* _Metin_
Sınava Hazırlanan Öğrenciler!

 

Ülkelerin birinde bir padişah ve çok sevdiği bir veziri varmış. Padişah her olayda sevdiği veziri ile fikir alışverişinde bulunurmuş. Padişahın çok sevdiği veziri her olaydan sonra “vardır bir hayır padişahım sen tasalanma” dermiş. Bir gün padişah ava çıkmış ve avladığı hayvanı keseyim derken serçe parmağını da kesmiş. Padişah kopan parmağının acısıyla bağırırken vezir “üzülmeyin padişahım her şeyde bir hayır vardır, bunda da vardır bir hayır” demiş. Parmağının acısı geçmeden vezirin böyle konuşması padişahın canını çok sıkmış ve öfkelenerek vezirini zindana attırıp yeni bir vezir bulmuş kendine.

* _Kayıtlı Öğeler_
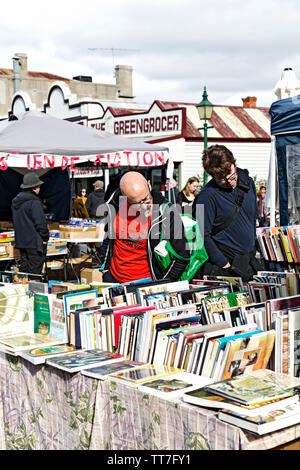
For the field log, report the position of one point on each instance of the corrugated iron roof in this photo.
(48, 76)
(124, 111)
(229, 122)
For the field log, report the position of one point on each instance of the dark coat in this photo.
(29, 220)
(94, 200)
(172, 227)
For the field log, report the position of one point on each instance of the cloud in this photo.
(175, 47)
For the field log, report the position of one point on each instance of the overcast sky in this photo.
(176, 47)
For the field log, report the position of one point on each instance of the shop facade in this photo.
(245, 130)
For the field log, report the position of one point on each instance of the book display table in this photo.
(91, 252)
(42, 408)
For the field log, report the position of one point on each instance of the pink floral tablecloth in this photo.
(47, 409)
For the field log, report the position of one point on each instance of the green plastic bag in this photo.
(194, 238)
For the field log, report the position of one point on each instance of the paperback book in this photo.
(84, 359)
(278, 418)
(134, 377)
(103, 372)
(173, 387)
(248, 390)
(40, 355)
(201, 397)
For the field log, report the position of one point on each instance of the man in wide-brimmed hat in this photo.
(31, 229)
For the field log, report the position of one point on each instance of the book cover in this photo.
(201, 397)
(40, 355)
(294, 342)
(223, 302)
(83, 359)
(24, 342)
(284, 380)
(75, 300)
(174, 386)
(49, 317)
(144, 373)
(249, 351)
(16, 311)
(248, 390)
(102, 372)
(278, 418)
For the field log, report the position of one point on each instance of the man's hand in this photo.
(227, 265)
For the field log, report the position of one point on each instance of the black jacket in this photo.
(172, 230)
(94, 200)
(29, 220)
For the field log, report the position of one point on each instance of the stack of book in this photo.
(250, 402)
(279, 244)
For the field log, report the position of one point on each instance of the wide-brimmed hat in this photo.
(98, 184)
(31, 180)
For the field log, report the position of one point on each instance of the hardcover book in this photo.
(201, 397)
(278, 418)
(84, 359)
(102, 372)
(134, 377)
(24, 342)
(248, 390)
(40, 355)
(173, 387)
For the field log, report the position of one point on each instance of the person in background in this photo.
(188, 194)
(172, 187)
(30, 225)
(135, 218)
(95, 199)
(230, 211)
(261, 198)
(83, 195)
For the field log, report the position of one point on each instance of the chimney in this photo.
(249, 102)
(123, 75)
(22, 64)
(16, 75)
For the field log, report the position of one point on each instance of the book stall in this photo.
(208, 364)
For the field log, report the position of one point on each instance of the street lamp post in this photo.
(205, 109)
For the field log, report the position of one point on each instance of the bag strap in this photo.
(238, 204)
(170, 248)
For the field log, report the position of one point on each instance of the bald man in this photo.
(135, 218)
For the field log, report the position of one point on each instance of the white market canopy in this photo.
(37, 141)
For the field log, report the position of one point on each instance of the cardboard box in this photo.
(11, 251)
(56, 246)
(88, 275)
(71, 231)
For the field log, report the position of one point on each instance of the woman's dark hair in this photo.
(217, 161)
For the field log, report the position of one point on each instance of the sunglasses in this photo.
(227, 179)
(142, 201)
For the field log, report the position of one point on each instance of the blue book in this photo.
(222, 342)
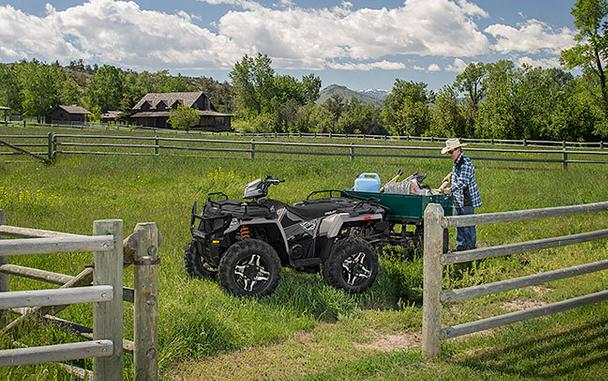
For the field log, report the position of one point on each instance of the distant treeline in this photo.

* _Hedef A_
Padişah ile vezir hikâyesinde "Sınava Hazırlanan Öğrenciler!" sözlerinden "vezir bulmuş kendine." sözlerine kadar uzanan bölümü aynen kopyalayın.
* _Hedef B_
Padişah ile vezir hikâyesine göre padişah, avladığı hayvanı keserken hangi parmağını kesmiştir?
* _Hedef C_
Padişah ile vezir hikâyesini bittiği yerden devam ettirin.

* _Alıştırma Yanıtı A_
Sınava Hazırlanan Öğrenciler!

 

Ülkelerin birinde bir padişah ve çok sevdiği bir veziri varmış. Padişah her olayda sevdiği veziri ile fikir alışverişinde bulunurmuş. Padişahın çok sevdiği veziri her olaydan sonra “vardır bir hayır padişahım sen tasalanma” dermiş. Bir gün padişah ava çıkmış ve avladığı hayvanı keseyim derken serçe parmağını da kesmiş. Padişah kopan parmağının acısıyla bağırırken vezir “üzülmeyin padişahım her şeyde bir hayır vardır, bunda da vardır bir hayır” demiş. Parmağının acısı geçmeden vezirin böyle konuşması padişahın canını çok sıkmış ve öfkelenerek vezirini zindana attırıp yeni bir vezir bulmuş kendine.

* _Alıştırma Yanıtı B_
Serçe parmağını.

* _Alıştırma Yanıtı C_
Padişah ava oldukça meraklı olduğundan her fırsatta ava çıkarmış. Yine bir gün ava gitmeye karar vermiş ve yeni vezirini de yanına almış. Bu defa ülkeden oldukça uzaklaşarak ormanın daha önce hiç gitmediği bir yerinde avlanmaya başlamış. Bu esnada insan eti yiyen bir topluluğa esir düşmüşler. Bu topluluk padişah ve veziri yakalayıp bağlamışlar ki padişahın parmağının kesik olduğunu görmüşler. Bu toplulukta her tarafı sağlam olmayan insanın etini yememe gibi bir inanç varmış. Bu yüzden padişahı serbest bırakmış, veziri de yanındakileri de yemişler.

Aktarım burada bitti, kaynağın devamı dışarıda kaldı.